▶ _ページ抜粋_:

韓国語は身を助ける
8月21日(水)
お昼休み、構内の食堂でお昼を食べようと、仕事部屋を出る。
もちろん、ショルダーポーチは忘れていない。
廊下を歩いていると、昨日に引き続き、4年生のSさんとすれ違う。昨日、私が財布を忘れてお金を借りたSさんである。
「あ、先生、今メールをお送りしようと思っていたところでした」
「どうしたの?」
「さっき、多目的室で勉強していたら、韓国の学生の方に話しかけられたんです」
「留学生?」
「いえ、何でも、東京の大学に留学していて、たまたまいま、こちらに来ている人たちだそうです」
「人たち?」
「ええ、何人かいるみたいです。で、先生の話をしたら、ぜひお話がしたい、っていうんです」
「何でまた?」
「先生は韓国に留学されたことがあって、韓国語が話せる、とお話ししたら、ぜひ先生に会いたいと」
数日後に韓国に出かける私にとっても、韓国語の練習になるかもしれない。
「今、その人たちどこにいるの?」
「今食事中で、午後になったら先生にお会いする時間を作りたいって言ってました」
「じゃあ時間が決まったら連絡してください」
「わかりました」
Sさんと別れて再び歩き出すと、今度は前からものすごい勢いで走ってくる人がいた。
この4月から勤務している新人職員のOさんである。
「あ、先生!これから午後の実習の準備です!」
そうか。Oさんにとっては、初めての実習補助体験である。
「頑張ってください」
と、ものすごい勢いで走り去るOさんに声をかけた。
建物を出ると、今度は7月に海外留学から帰ってきたSさんとすれ違う。
「先生こんにちは」
「こんにちは。どうですか、最近は」
「卒論のテーマがなかなか決まらなくって」
ということで、20分ほど、立ち話で卒論相談をする。
「ありがとうございました」
…これでようやく昼食にありつける。時計を見たら、仕事部屋を出てから30分が経過していた。
さて、午後。
4年生のSさんとNさんが仕事部屋にやって来た。
先ほどの韓国人の学生たちが、食堂の前にいるというので、Sさん、Nさんと一緒に食堂まで行くことにした。
食堂の前に、4~5人の若者たちがいた。
「アンニョンハセヨ(こんにちは)」
久しぶりに使う韓国語である。以下、韓国語での会話。
「先生でいらっしゃいますか?」
「はい」
「韓国の方ですか?」
「いえ、日本人です」
「あんまり発音がお上手なので、韓国の方かと思いました」
韓国人がよく使うお世辞である。だが実際私は、韓国語の発音がいいと、いろいろな人に褒められたことがある。発音だけは、自信があるのだ。
で、発音がいいと、韓国語が堪能だと思われてしまい、早口で喋りかけてくるのである。

▶ _項目一覧_:
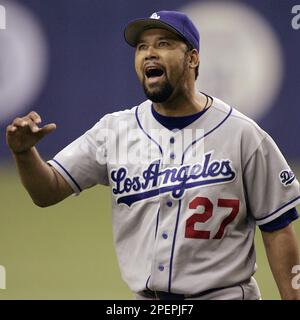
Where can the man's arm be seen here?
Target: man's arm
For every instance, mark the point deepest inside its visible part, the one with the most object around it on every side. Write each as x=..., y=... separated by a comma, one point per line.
x=44, y=184
x=283, y=253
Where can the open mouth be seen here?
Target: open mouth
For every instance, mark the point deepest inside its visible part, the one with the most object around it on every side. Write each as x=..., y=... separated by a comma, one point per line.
x=154, y=72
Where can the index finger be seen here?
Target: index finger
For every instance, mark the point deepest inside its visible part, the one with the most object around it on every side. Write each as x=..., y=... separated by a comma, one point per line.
x=35, y=117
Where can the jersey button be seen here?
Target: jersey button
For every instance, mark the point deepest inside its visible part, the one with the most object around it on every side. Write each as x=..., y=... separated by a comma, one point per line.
x=169, y=203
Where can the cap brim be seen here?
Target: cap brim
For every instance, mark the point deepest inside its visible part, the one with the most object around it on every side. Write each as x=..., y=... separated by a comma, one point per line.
x=134, y=29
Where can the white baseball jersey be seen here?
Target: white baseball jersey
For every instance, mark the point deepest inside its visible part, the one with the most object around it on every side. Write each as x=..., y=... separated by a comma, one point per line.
x=185, y=203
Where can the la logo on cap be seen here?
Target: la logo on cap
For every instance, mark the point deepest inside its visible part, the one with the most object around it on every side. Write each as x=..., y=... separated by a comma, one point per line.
x=155, y=16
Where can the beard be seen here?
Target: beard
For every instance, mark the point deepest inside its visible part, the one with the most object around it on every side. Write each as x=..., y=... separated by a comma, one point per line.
x=160, y=93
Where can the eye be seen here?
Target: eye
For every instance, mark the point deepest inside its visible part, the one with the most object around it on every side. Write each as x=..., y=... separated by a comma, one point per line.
x=163, y=43
x=141, y=46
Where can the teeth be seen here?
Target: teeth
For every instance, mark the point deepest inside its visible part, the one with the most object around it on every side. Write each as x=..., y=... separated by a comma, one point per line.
x=154, y=72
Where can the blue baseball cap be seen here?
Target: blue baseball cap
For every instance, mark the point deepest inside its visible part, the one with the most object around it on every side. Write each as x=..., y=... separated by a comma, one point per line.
x=173, y=21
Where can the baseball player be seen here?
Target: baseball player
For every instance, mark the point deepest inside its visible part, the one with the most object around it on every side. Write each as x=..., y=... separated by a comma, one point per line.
x=191, y=177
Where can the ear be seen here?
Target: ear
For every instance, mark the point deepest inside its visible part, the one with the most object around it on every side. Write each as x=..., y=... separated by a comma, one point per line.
x=194, y=59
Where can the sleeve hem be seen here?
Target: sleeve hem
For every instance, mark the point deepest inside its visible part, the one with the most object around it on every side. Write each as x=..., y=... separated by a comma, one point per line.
x=277, y=213
x=66, y=175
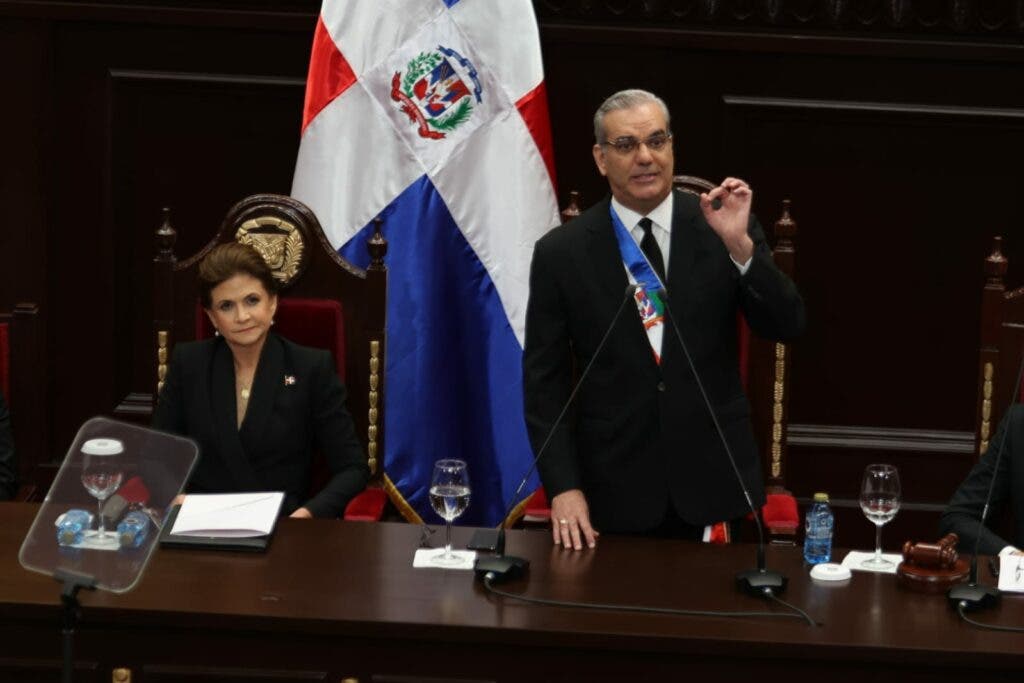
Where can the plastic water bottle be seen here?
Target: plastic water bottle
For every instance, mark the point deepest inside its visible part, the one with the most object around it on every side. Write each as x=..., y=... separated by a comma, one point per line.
x=72, y=526
x=133, y=529
x=819, y=522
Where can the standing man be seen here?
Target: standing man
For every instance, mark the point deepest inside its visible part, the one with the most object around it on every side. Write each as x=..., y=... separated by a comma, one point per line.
x=963, y=515
x=641, y=454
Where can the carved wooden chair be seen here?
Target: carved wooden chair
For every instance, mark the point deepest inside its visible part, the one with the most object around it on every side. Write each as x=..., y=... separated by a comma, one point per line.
x=1001, y=346
x=763, y=368
x=326, y=302
x=23, y=376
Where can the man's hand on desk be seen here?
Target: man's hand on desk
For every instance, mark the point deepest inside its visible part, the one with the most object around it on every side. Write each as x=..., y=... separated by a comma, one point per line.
x=570, y=520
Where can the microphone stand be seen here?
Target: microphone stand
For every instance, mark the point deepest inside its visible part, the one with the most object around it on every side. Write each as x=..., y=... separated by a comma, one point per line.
x=759, y=582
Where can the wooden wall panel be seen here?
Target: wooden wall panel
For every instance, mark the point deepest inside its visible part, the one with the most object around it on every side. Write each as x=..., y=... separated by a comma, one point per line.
x=894, y=128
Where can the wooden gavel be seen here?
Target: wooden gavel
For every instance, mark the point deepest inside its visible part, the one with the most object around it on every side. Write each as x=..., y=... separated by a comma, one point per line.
x=941, y=555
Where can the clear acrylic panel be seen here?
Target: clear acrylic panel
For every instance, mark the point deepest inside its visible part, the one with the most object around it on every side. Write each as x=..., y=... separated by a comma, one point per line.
x=130, y=473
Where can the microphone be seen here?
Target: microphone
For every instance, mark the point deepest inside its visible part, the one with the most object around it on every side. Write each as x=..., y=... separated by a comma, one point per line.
x=760, y=582
x=503, y=567
x=973, y=595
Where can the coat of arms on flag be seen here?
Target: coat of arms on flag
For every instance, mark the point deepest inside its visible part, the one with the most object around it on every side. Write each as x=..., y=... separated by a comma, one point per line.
x=434, y=114
x=434, y=91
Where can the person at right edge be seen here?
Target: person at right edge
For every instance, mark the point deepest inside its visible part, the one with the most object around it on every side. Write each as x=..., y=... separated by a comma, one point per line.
x=963, y=515
x=640, y=455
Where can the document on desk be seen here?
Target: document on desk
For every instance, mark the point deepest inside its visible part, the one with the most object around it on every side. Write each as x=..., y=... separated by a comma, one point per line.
x=228, y=515
x=1012, y=573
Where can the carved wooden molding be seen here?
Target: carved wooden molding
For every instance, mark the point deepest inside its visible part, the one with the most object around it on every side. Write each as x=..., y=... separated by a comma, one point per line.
x=884, y=438
x=373, y=428
x=924, y=18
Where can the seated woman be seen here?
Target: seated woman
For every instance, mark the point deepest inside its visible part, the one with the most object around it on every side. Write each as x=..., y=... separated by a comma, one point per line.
x=963, y=515
x=258, y=404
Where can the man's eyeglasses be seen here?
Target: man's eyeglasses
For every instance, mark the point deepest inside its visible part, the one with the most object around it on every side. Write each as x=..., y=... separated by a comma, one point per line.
x=628, y=144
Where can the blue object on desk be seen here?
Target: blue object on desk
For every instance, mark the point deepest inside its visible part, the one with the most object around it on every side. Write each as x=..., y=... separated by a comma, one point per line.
x=133, y=529
x=72, y=526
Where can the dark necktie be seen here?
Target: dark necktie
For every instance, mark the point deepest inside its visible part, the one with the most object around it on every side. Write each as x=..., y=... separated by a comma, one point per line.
x=648, y=245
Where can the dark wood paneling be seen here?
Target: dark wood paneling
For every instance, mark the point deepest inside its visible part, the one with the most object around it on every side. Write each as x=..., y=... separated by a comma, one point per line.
x=25, y=139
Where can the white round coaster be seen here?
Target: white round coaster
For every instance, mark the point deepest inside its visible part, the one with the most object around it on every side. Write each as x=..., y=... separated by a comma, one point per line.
x=829, y=571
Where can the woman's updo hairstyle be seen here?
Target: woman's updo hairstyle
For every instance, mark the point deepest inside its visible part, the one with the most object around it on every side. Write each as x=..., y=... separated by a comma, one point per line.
x=229, y=259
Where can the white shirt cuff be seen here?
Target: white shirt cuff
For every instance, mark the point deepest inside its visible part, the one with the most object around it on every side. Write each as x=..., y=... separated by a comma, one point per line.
x=743, y=267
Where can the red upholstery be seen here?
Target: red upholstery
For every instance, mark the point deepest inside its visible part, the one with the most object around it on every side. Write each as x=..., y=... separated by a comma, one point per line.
x=367, y=507
x=538, y=508
x=320, y=324
x=780, y=511
x=5, y=360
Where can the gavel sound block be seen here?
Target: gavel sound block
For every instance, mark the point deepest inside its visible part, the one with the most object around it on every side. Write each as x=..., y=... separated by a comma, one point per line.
x=929, y=567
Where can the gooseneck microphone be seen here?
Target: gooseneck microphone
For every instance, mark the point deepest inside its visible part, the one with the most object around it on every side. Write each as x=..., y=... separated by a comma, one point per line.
x=760, y=582
x=503, y=567
x=972, y=595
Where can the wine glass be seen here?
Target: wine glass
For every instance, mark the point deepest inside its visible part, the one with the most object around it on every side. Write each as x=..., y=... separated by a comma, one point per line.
x=449, y=498
x=101, y=475
x=880, y=497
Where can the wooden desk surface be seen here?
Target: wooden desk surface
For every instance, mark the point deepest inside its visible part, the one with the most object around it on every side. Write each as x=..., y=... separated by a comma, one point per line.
x=342, y=599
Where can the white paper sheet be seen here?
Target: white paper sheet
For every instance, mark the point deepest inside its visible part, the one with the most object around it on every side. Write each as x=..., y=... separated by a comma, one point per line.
x=228, y=515
x=1012, y=573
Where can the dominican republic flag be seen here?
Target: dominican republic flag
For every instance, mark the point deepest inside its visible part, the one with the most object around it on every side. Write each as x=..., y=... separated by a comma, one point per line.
x=433, y=113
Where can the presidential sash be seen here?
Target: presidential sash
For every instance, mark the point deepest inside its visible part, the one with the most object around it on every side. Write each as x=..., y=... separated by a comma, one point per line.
x=651, y=311
x=648, y=302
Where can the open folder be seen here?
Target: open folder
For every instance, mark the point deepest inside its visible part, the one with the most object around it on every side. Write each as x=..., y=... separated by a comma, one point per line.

▶ _課題_:
[1] ページ抜粋のうち、「4年生のSさんとNさんが仕事部屋にやって来た。」で始まり「で、発音がいいと、韓国語が堪能だと思われてしまい、早口で喋りかけてくるのである。」で終わる部分を、一字も変えずに書き写すこと。
[2] 韓国語をめぐる日記の文章を、最後の文のあとから書き継ぐこと。

▶ _解答結果_:
[1]
4年生のSさんとNさんが仕事部屋にやって来た。
先ほどの韓国人の学生たちが、食堂の前にいるというので、Sさん、Nさんと一緒に食堂まで行くことにした。
食堂の前に、4~5人の若者たちがいた。
「アンニョンハセヨ(こんにちは)」
久しぶりに使う韓国語である。以下、韓国語での会話。
「先生でいらっしゃいますか?」
「はい」
「韓国の方ですか?」
「いえ、日本人です」
「あんまり発音がお上手なので、韓国の方かと思いました」
韓国人がよく使うお世辞である。だが実際私は、韓国語の発音がいいと、いろいろな人に褒められたことがある。発音だけは、自信があるのだ。
で、発音がいいと、韓国語が堪能だと思われてしまい、早口で喋りかけてくるのである。

[2]
引き続き、韓国語による会話。
「韓国語はどうやって勉強したんですか?」
「韓国に1年3カ月ほど、留学したことがあるんですよ。みなさんは、東京からいらしたんですか?」
「はい。いま東京の大学に通っています」
「ご出身は?」
「私はソウルです」
「私は中国のハルピンです」もう1人が答えた。
「ということは、朝鮮族ですか」
「そうです。ご存じですか?」
「ええ、知っています」
…とまあ、こんな会話が延々と続いた。
久しぶりに喋る韓国語は、口がまわらず、聞き取りもままならず、さんざんだったが、韓国語がわかる日本人がいた、というだけで、彼らも嬉しかったらしい。
「お目にかかれてよかったです」
彼らはこのあとパーティーがあるとかで、15分ほど話して、お別れした。
さて、この一部始終を見ていたのが、4年生のSさんとNさんである。
「せ、先生!」
「どうした?」
「先生が韓国語で話しているのを、はじめて見ました」
そういえば、うちの学生たちの前で、韓国語を使ったことは、一度もなかった。
「先生、カッコイイです!」
4年生の2人は、びっくりした様子だった。
「少しは見直したでしょう?」
「はい」
これで昨日の「財布を忘れた一件」は、帳消しになっただろうか。
「先生、どんなことを話してらしたんですか?」
「いろいろさ」
「私、『政教分離』という言葉だけ、聞き取れました。政教分離、政教分離、って、何度も言ってましたよね?」とNさん。
「セイキョウブンリ???」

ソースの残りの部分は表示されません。